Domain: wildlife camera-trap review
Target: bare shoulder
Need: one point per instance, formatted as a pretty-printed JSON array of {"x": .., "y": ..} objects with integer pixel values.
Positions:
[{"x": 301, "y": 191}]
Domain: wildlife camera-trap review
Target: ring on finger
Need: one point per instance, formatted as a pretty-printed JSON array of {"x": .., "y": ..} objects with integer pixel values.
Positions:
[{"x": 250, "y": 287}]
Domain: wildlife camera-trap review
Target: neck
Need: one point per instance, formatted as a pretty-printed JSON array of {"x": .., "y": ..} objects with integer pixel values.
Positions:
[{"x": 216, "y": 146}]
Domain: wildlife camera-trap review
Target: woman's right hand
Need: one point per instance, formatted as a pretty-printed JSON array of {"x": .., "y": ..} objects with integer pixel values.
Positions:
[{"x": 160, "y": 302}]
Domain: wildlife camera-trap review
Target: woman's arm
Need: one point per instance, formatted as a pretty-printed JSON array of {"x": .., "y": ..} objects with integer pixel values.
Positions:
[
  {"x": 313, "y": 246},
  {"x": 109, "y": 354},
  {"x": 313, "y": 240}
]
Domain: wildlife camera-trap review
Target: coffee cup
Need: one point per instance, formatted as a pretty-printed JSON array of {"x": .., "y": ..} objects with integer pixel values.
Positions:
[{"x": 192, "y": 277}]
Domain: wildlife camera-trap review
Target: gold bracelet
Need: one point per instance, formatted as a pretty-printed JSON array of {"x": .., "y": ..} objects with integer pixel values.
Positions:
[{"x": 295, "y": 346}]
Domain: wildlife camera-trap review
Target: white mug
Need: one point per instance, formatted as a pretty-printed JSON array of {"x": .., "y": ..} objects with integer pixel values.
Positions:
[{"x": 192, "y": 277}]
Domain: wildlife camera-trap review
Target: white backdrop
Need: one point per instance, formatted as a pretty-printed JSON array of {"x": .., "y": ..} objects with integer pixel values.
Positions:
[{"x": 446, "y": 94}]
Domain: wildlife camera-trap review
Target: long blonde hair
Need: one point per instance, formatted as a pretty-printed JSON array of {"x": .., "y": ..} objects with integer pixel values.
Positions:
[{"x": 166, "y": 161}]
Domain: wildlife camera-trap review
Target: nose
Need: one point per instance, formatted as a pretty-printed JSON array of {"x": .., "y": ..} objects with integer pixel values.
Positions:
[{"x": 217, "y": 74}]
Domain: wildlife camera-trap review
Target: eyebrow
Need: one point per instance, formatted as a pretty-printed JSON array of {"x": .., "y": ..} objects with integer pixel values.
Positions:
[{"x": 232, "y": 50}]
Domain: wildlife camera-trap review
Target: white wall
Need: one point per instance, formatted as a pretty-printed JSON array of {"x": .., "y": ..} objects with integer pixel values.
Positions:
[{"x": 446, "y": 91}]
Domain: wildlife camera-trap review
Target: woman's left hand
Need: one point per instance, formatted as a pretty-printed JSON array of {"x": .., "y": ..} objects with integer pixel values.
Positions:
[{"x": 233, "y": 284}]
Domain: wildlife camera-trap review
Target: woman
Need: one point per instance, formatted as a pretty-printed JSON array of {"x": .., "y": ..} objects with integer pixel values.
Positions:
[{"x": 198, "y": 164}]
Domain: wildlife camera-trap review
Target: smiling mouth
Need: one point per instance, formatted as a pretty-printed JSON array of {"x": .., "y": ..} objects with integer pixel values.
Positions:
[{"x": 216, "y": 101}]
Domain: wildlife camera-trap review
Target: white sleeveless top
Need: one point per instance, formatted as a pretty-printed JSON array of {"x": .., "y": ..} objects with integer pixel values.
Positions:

········

§ Goal
Repeat the material above exactly.

§ Final answer
Domain: wildlife camera-trap review
Target: bare shoulder
Need: one point per instance, formatted as a pretty-printed JSON array of {"x": .., "y": ..} objects with integer pixel values.
Positions:
[{"x": 301, "y": 191}]
Domain: wildlife camera-trap review
Target: ring on finger
Need: one point per instance, formatted as a pretty-printed JSON array of {"x": .., "y": ..} objects with integer pixel values.
Positions:
[{"x": 250, "y": 287}]
Domain: wildlife camera-trap review
Target: neck
Need: one point per instance, formatted as a pretty-printed JSON array of {"x": .., "y": ..} objects with integer pixel values.
Positions:
[{"x": 216, "y": 146}]
Domain: wildlife camera-trap review
Target: woman's right hand
Need: one point per instance, formatted as a pretty-printed JSON array of {"x": .., "y": ..} objects with integer pixel values.
Positions:
[{"x": 160, "y": 302}]
Domain: wildlife camera-trap review
Target: woman's arm
Need: one point per instance, formatted as a pretty-printed JSON array of {"x": .., "y": ..} objects with integer pixel values.
Positions:
[
  {"x": 313, "y": 246},
  {"x": 109, "y": 354},
  {"x": 313, "y": 240}
]
Domain: wildlife camera-trap review
Target: coffee cup
Need: one point per instance, formatted as a pretty-printed JSON array of {"x": .., "y": ..} objects with integer pixel values.
Positions:
[{"x": 192, "y": 277}]
Domain: wildlife camera-trap review
Target: gold bracelet
Need: one point per instance, formatted as a pretty-printed JSON array of {"x": .., "y": ..} objects with integer pixel values.
Positions:
[{"x": 295, "y": 346}]
Domain: wildlife camera-trap review
Target: white mug
Need: one point per instance, formatted as a pretty-printed JSON array of {"x": .., "y": ..} objects with integer pixel values.
Positions:
[{"x": 192, "y": 277}]
Domain: wildlife camera-trap review
Target: white backdrop
Need: one point per instance, formatted as a pretty-printed JSON array of {"x": .., "y": ..} objects with integer pixel values.
Positions:
[{"x": 446, "y": 94}]
Domain: wildlife camera-trap review
Target: long blonde hair
Need: one point per instance, formatted as a pretty-printed JSON array of {"x": .., "y": ..} objects with integer pixel values.
Positions:
[{"x": 166, "y": 161}]
Domain: wildlife camera-trap review
Target: nose
Need: one point per instance, formatted as a pretty-printed JSON array of {"x": .., "y": ..} objects with integer pixel values.
Positions:
[{"x": 217, "y": 74}]
Domain: wildlife camera-trap review
Target: eyebrow
Need: one point per instance, formatted as a pretty-printed JSON array of {"x": .., "y": ..} objects with integer pixel values.
Positions:
[{"x": 232, "y": 50}]
Domain: wildlife camera-trap review
Target: white wall
Need: one point per instance, formatted as a pretty-printed JSON array of {"x": .., "y": ..} objects with integer pixel values.
Positions:
[{"x": 446, "y": 91}]
Domain: wildlife camera-trap review
Target: woman's left hand
Need: one point per instance, formatted as a pretty-printed JSON array of {"x": .., "y": ..} objects with integer pixel values.
Positions:
[{"x": 233, "y": 284}]
Domain: wildlife camera-trap review
Target: woman
Need: one point per instance, formatted as a pretty-printed JSON array of {"x": .., "y": ..} objects with integer pixel values.
Positions:
[{"x": 198, "y": 164}]
Domain: wildlife camera-trap review
Target: smiling mouth
Need: one point per instance, formatted as a pretty-printed JSON array of {"x": .., "y": ..} objects with integer pixel values.
Positions:
[{"x": 216, "y": 101}]
Domain: wildlife camera-trap review
Target: white sleeveless top
Need: one point per instance, formatted as a pretty-printed JSON array of {"x": .., "y": ..} objects with integer pixel values.
Positions:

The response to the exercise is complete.